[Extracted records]
□ □ □ □ □ □ □

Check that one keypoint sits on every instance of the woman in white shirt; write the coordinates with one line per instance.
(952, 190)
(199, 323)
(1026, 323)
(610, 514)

□ □ □ □ □ □ □

**Problem to work on**
Retype each entry without altering a single word.

**Solution**
Check that one keypoint sits on every instance of the woman in white shirt; write the coordinates with one line per instance.
(952, 190)
(199, 323)
(1026, 323)
(610, 514)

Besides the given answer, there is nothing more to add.